What is being asked: Please retype the whole listing so that it matches the original exactly.

Material for the task:
◇ ◇ ◇

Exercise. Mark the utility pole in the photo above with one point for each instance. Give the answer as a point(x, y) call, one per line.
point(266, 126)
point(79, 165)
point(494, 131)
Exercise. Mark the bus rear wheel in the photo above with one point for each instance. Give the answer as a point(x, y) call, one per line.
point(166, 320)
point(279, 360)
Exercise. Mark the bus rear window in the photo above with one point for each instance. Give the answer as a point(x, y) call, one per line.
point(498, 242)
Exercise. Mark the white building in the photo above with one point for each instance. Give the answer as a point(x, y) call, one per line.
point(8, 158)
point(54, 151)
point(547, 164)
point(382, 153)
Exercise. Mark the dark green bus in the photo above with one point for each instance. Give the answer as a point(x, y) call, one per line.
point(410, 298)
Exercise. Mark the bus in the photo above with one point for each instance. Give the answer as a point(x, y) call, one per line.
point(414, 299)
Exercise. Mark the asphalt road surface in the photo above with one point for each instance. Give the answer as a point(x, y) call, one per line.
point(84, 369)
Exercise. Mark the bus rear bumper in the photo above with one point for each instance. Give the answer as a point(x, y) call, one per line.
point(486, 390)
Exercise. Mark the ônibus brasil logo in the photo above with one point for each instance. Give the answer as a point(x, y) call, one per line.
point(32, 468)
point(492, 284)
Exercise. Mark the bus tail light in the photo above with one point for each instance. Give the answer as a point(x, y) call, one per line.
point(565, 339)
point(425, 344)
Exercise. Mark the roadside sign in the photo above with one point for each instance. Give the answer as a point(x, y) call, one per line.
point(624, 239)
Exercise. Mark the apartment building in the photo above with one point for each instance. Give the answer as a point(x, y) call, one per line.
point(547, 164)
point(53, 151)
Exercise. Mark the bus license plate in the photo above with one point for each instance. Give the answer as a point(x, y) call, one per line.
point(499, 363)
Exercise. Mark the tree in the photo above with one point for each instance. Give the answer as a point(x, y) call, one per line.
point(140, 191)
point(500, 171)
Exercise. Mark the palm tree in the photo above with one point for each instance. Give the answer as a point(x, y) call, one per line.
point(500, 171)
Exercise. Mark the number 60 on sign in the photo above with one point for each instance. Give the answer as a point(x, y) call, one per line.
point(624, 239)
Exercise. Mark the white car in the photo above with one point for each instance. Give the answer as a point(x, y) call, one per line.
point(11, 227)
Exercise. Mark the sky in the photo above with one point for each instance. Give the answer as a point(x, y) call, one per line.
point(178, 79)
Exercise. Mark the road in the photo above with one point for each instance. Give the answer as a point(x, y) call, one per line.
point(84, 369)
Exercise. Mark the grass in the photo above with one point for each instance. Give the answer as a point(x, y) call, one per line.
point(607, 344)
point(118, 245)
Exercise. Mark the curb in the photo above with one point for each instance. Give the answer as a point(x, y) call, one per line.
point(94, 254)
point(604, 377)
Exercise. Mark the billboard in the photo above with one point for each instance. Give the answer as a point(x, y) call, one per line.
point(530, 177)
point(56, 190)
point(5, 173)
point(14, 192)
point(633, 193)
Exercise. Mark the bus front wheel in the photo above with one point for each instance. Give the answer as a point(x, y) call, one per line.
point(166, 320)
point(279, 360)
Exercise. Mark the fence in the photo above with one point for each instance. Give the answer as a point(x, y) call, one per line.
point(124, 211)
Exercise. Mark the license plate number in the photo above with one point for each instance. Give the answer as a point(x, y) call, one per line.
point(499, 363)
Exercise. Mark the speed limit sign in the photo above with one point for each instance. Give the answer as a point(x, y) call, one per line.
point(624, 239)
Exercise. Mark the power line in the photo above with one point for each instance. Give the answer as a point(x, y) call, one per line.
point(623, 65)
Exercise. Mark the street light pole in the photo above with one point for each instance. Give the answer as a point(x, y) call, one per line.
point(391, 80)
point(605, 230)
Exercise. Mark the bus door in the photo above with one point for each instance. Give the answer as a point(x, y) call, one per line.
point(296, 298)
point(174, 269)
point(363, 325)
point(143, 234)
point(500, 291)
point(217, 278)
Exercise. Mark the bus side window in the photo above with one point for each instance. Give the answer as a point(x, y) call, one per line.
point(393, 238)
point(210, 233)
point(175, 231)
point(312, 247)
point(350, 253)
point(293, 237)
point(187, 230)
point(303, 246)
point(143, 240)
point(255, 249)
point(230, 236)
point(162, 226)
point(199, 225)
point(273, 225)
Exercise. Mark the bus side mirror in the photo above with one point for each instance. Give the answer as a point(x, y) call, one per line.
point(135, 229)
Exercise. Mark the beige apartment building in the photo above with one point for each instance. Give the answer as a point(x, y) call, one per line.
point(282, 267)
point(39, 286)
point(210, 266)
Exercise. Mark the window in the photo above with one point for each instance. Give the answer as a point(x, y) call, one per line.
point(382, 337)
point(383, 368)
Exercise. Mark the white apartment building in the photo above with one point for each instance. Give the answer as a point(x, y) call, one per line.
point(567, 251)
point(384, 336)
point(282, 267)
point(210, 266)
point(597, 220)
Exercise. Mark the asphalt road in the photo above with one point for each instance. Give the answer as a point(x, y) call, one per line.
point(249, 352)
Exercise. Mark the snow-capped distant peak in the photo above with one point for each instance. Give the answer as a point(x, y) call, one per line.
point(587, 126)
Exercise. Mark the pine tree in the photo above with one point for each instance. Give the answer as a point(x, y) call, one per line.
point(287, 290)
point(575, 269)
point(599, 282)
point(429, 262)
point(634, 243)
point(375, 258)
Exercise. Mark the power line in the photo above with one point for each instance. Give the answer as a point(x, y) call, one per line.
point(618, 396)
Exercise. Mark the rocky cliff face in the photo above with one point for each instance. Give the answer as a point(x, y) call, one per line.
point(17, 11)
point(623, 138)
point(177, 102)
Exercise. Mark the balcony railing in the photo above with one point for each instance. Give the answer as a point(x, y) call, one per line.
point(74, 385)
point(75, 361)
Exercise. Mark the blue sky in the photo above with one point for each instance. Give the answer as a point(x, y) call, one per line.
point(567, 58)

◇ ◇ ◇

Result:
Exercise. Mark the utility pole in the photo above with one point for each instance. Give the answer as a point(x, y) call, one per line.
point(266, 126)
point(79, 165)
point(494, 131)
Exercise. Mark the bus rear wheel in the photo above with one point for each instance. Give the answer as a point(x, y) call, one per line.
point(166, 320)
point(279, 360)
Exercise. Mark the bus rear window in the photo above with one point for each instance. Give the answer as a point(x, y) call, one per line.
point(498, 242)
Exercise. Mark the white building in the photo above with one point for each instance. Give the answer as a point(x, y) call, one per line.
point(8, 158)
point(54, 151)
point(547, 164)
point(382, 153)
Exercise. Mark the dark green bus in the photo above with one point for each instance. Give the answer as a point(x, y) call, one per line.
point(410, 298)
Exercise. Mark the bus in the photo above with one point for each instance. Give the answer as a point(x, y) call, one per line.
point(414, 299)
Exercise. Mark the asphalt road surface in the photo above with one point for each instance. Give the answer as a point(x, y) call, one per line.
point(84, 369)
Exercise. Mark the bus rear bumper in the photo above with one point for each instance. Give the answer as a point(x, y) call, one per line.
point(486, 390)
Exercise. Mark the ônibus brasil logo in the photo above with one point for each instance. Give the answer as a point(x, y) call, one per line.
point(32, 468)
point(492, 284)
Exercise. Mark the bus tail light in the photo above with one point for each instance. Give the answer as a point(x, y) call, one per line.
point(565, 339)
point(425, 344)
Exercise. Mark the roadside sign in the photo above with one point for each instance. Give the answer as a point(x, y) call, one per line.
point(624, 239)
Exercise. Mark the apartment building in the photo above with one point for each instance. Give the answer as a point(x, y) call, one per line.
point(547, 164)
point(53, 151)
Exercise. Mark the bus license plate in the photo above with one point for each instance. Give the answer as a point(x, y) call, one per line.
point(499, 363)
Exercise. Mark the tree in the photo above with one point for each instance. Give the answer as a point(x, y) call, one per line.
point(140, 191)
point(500, 171)
Exercise. Mark the palm tree in the photo above with one point for each instance. Give the answer as a point(x, y) call, one per line.
point(500, 171)
Exercise. Mark the number 60 on sign in the photo above with one point for each instance. Give the answer as a point(x, y) call, one per line.
point(624, 239)
Exercise. Mark the white car in the photo above with one point for each instance. Give the answer as a point(x, y) call, one per line.
point(11, 227)
Exercise. Mark the sky in the photo above with one point for each instance. Give the answer as a point(x, y) call, one per line.
point(178, 79)
Exercise. Mark the road in the photo above with one point for each instance. Give the answer as a point(x, y) call, one per line.
point(84, 369)
Exercise. Mark the grass in the photo above with one point for each instance. Give the answer as a point(x, y) call, one per line.
point(607, 344)
point(118, 245)
Exercise. Mark the curb in the photo above with one point for each instance. Give the answer as a point(x, y) call, one per line.
point(94, 254)
point(604, 377)
Exercise. Mark the billboard in the photo above with one point for each instance. Give the answer as a point(x, y) call, one per line.
point(530, 177)
point(56, 190)
point(5, 173)
point(14, 192)
point(633, 193)
Exercise. Mark the bus front wheel in the photo above with one point for each instance. Give the answer as a point(x, y) call, one per line.
point(166, 320)
point(279, 360)
Exercise. Mark the fence in the photo above with one point for each instance. Give the answer as a point(x, y) call, one per line.
point(124, 211)
Exercise. Mark the license plate number in the photo above with one point for each instance. Give the answer as a point(x, y) call, one per line.
point(499, 363)
Exercise. Mark the speed limit sign in the photo above with one point for each instance. Give the answer as a point(x, y) call, one per line.
point(624, 239)
Exercise. Mark the power line in the photo above with one point for each instance. Give the answer as a point(x, y) call, one per line.
point(623, 65)
Exercise. Mark the street light pole in the photo above with one point for each instance. Give the answer as a point(x, y) call, one per line.
point(391, 80)
point(605, 230)
Exercise. Mark the bus door in the photo above with one point for each instance. Give the answer as a point(x, y) call, one per line.
point(296, 298)
point(174, 269)
point(363, 325)
point(143, 234)
point(500, 291)
point(217, 278)
Exercise. Mark the bus side window in the photo above with one point for each instance. Give the answer as a point(x, y) call, one per line.
point(393, 238)
point(210, 233)
point(175, 231)
point(312, 247)
point(350, 253)
point(293, 237)
point(187, 230)
point(303, 246)
point(143, 240)
point(255, 249)
point(230, 236)
point(162, 226)
point(199, 225)
point(273, 225)
Exercise. Mark the bus side mirror in the photo above with one point for each instance. Give the answer as a point(x, y) call, one per line.
point(135, 229)
Exercise. Mark the beige apartment building in the photo above with one point for each instance. Give the answer as a point(x, y) call, one per line.
point(282, 267)
point(39, 286)
point(210, 266)
Exercise. Mark the window in the photo above with one point for each instance. Give the answer as a point(x, y) call, one per line.
point(382, 337)
point(383, 368)
Exercise. Mark the white apartment building in the photo above with one point for each instance. Give the answer as a point(x, y) call, one per line.
point(567, 251)
point(384, 336)
point(282, 267)
point(210, 266)
point(597, 220)
Exercise. Mark the asphalt road in the photo above with one point for each instance. Give the answer as a point(x, y) call, one per line.
point(249, 352)
Exercise. Mark the snow-capped distant peak in the photo above with one point for each instance. Give the answer as a point(x, y) call, one per line.
point(587, 126)
Exercise. Mark the pine tree in the photo above with one point for each instance. Give the answer as a point(x, y) call, one per line.
point(287, 290)
point(575, 269)
point(599, 282)
point(429, 262)
point(634, 243)
point(375, 258)
Exercise. Mark the power line in the photo above with one point for each instance. Give the answer as a point(x, y) call, one per line.
point(618, 396)
Exercise. Mark the rocky cliff face in the photo above with one point for each instance. Give the answer as a point(x, y) call, one per line.
point(17, 11)
point(623, 138)
point(177, 102)
Exercise. Mark the balcony railing in the photo above with one point for each instance. Give the answer as a point(x, y) call, one per line.
point(74, 385)
point(75, 361)
Exercise. Mark the blue sky in the photo above with one point for each instance. Give the answer as a point(x, y) call, one per line.
point(567, 58)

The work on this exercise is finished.